• Page excerpt
This repository contains all scripts required for the project LLM-Box done as part of our CS 598: ML + Data Systems class. Below we describe how to run the different components:
data_collection
folder contains the scripts for collecting Wikipedia articles and infoboxes.
- Run
python3 scrape_wiki_article.py
to collect Wikipedia articles. Replace the first link for the article you wish to scrape. - Run
python3 scrape_infoboxes.py
to collect infoboxes and pages for different templates.
articles
folder contains the Wikipedia articles and the generated infoboxes for our methodology.
- Run
python3 parse_articles_to_vdb.py
to convert articles to the vector database format. - This should generate a vector database in the
./chroma_db
directory.
run.ipynb
is the Jupyter notebook for executing the main pipeline once data collection is done and vector DB is set up.- You can also run
inference_demo.ipynb
to check if all steps till now work fine.
-
The notebook
calculate_similarity.ipynb
computes the ROUGE, BLEU, ad word overlap statistics. -
Run
python3 manual_eval.py
to do a manual evaluation of the infoboxes - samples randomly from generated or ground truth infoboxes, displays them in the browser, and requires you to to answer the manual eval questions.
Baselines
: Contains baseline models for initial benchmarking.
Run python3 generate_infobox.py
to generate infoboxes from the baseline methods. Infobox
and Wikidata
folders are tertiary folders required for the various baselines.

• Entries provided
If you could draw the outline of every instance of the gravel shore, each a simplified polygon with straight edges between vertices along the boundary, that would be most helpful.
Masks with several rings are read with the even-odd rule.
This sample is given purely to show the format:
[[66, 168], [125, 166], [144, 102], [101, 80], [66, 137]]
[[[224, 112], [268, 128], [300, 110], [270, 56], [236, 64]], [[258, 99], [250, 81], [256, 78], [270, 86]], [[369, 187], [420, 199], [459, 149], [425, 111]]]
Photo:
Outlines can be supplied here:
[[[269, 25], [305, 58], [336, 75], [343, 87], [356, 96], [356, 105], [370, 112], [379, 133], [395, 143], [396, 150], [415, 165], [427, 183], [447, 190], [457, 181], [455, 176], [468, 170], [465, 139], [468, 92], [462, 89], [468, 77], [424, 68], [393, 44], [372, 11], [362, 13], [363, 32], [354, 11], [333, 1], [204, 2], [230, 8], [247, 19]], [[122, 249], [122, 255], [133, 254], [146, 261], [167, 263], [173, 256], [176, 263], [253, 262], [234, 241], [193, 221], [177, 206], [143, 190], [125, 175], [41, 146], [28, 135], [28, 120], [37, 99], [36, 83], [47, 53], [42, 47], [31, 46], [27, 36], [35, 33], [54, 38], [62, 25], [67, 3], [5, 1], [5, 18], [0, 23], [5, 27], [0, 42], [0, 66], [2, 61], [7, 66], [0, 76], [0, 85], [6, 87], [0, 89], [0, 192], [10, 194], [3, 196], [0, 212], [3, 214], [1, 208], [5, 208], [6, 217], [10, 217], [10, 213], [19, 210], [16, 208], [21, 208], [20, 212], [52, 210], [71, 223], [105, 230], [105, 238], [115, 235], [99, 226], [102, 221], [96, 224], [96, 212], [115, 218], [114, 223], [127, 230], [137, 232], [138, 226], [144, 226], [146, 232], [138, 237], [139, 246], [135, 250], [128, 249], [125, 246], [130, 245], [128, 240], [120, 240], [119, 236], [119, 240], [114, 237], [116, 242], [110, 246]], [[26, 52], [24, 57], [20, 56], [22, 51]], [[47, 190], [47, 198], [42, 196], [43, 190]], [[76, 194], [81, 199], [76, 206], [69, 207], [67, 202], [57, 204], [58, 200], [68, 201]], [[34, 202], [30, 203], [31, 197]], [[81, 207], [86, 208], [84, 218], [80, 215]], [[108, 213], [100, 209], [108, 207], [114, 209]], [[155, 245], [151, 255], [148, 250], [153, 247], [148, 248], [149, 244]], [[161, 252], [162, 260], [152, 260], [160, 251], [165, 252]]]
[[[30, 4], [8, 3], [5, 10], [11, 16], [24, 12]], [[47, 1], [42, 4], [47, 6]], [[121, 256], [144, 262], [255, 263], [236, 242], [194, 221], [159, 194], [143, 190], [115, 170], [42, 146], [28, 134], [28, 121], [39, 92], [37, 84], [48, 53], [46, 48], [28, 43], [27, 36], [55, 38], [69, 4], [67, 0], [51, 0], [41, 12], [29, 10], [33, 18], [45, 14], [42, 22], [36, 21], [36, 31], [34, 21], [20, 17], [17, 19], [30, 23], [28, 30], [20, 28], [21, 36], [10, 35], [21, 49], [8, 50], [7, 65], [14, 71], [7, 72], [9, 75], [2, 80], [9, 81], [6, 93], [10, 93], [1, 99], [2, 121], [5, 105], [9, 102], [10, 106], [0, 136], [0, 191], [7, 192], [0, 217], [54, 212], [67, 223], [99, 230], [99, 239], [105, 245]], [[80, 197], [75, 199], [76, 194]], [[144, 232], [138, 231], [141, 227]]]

• Task to complete
Answer from the LLM-Box repository notes:
(a) In which directory should running parse_articles_to_vdb.py generate the vector database?
(b) Which script collects infoboxes and pages for different templates?
(c) What does the Baselines folder contain?

• Solution for this task
(a) ./chroma_db
(b) scrape_infoboxes.py
(c) Baseline models for initial benchmarking.